• [Exercise instructions]
Drop every picture. Return the rest of the entries exactly.

Data items:
· · · · ·
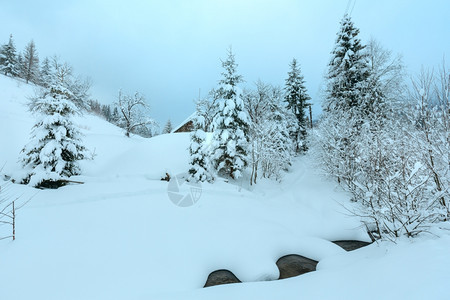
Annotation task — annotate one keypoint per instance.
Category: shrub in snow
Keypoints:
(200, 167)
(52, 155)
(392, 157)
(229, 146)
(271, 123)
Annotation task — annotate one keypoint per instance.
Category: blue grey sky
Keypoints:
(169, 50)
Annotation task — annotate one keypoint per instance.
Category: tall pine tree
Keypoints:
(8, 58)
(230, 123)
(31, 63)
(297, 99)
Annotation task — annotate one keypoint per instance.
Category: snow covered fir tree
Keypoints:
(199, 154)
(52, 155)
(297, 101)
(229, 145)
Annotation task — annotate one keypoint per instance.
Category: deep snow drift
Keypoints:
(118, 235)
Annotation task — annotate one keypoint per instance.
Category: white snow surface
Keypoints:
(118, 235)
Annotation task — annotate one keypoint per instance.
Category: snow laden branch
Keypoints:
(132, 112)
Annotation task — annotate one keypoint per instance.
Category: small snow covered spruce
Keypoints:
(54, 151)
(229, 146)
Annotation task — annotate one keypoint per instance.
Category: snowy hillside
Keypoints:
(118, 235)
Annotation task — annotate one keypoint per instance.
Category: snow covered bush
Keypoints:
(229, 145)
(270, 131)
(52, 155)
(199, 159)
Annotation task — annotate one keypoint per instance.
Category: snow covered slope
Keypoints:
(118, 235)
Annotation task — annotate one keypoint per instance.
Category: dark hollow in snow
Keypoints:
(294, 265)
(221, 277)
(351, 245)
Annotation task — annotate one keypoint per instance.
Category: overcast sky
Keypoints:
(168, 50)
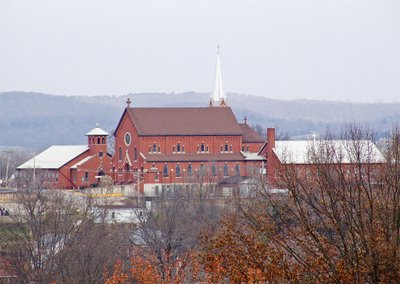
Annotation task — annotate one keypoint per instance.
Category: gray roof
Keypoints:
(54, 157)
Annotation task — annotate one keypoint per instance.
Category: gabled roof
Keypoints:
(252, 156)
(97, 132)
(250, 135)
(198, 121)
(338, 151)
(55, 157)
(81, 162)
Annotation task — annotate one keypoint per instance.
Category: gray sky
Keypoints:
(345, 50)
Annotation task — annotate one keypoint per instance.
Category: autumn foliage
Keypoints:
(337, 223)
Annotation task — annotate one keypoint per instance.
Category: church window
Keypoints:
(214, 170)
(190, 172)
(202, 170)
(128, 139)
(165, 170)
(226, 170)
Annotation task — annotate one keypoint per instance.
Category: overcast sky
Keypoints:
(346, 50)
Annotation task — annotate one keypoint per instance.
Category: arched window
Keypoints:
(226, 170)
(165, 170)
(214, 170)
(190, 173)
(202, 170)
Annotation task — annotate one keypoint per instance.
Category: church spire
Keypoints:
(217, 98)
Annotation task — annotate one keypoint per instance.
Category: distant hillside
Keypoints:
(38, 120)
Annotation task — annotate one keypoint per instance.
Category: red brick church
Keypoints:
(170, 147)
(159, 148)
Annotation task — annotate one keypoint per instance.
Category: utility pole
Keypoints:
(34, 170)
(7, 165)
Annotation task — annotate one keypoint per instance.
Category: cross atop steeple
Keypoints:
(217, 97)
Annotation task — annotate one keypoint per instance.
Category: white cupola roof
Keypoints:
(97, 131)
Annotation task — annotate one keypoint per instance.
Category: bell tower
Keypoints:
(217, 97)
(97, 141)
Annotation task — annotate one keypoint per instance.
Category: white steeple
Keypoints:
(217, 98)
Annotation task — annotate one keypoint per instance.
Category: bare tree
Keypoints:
· · · · ·
• [Answer]
Annotation task — annotate one keypoint per instance.
Category: shrub in snow
Keypoints:
(200, 167)
(52, 155)
(392, 157)
(229, 146)
(271, 123)
Annotation task — annotate one keypoint per instance.
Category: blue grey sky
Keypoints:
(169, 50)
Annotation task — annotate one keypoint per instance.
Category: tall pine tree
Keypoints:
(8, 58)
(230, 123)
(31, 63)
(297, 99)
Annotation task — annotate one keypoint per instance.
Category: snow covered fir tree
Keypoints:
(199, 154)
(52, 155)
(297, 101)
(229, 145)
Annotation task — annotate one keypoint per instance.
Category: deep snow drift
Keypoints:
(118, 235)
Annotation task — annotate one keypoint per instance.
Category: white snow surface
Keypoints:
(118, 235)
Annotation task — annotate one keypoint per instance.
Category: snow laden branch
Keypoints:
(132, 112)
Annotation task — annotate one keypoint per instance.
Category: small snow covered spruce
Keypoints:
(54, 151)
(229, 146)
Annotation task — annotate one keypoint per instance.
Category: snowy hillside
Keypoints:
(118, 235)
Annotation task — annotate one keypoint per instance.
Category: snow covered bush
Keypoints:
(229, 145)
(270, 131)
(52, 155)
(199, 159)
Annotation task — annotate one keypoint per instance.
Category: snow covered slope
Keypoints:
(118, 235)
Annotation task — annotate one keypoint per instance.
Category: dark hollow in snow
Keypoints:
(294, 265)
(221, 277)
(351, 245)
Annotation task — annotate one keypoint per instance.
Category: overcast sky
Keypoints:
(168, 50)
Annotation task — annotate one keypoint per instance.
Category: gray roof
Keypoints:
(54, 157)
Annotation task — annotate one keypoint per instance.
Category: gabled roof
Keypoints:
(252, 156)
(97, 132)
(250, 135)
(198, 121)
(338, 151)
(55, 157)
(81, 162)
Annotation task — annotate one keypoint per instance.
Category: gray sky
Keypoints:
(345, 50)
Annotation task — annotate one keypoint per instance.
Category: autumn foliage
Keypoints:
(337, 223)
Annotation task — annotate one keypoint per instance.
Category: church window
Keypoints:
(214, 170)
(190, 172)
(202, 170)
(128, 139)
(165, 170)
(226, 170)
Annotation task — annotate one keypoint per instance.
Category: overcast sky
Keypoints:
(346, 50)
Annotation task — annotate one keypoint per instance.
Category: arched window
Keypoints:
(226, 170)
(165, 170)
(214, 170)
(190, 173)
(202, 170)
Annotation task — annotate one keypoint per instance.
Category: church spire
Keypoints:
(217, 98)
Annotation task — annotate one keypoint per instance.
Category: distant hillside
Keypoints:
(38, 120)
Annotation task — annotate one keypoint per instance.
Category: red brick church
Keypoints:
(170, 147)
(159, 148)
Annotation task — annotate one keypoint per instance.
Category: utility pole
Keypoints:
(34, 170)
(7, 165)
Annotation task — annotate one keypoint per instance.
Category: cross atop steeple
Keypoints:
(217, 97)
Annotation task — annotate one keypoint per instance.
Category: white cupola roof
Keypoints:
(97, 131)
Annotation task — annotate one keypoint per instance.
Category: bell tower
Keypoints:
(217, 97)
(97, 141)
Annotation task — annotate one keypoint per instance.
Category: white steeple
Keypoints:
(217, 98)
Annotation task — annotate one keypoint per instance.
Category: bare tree
Keypoints:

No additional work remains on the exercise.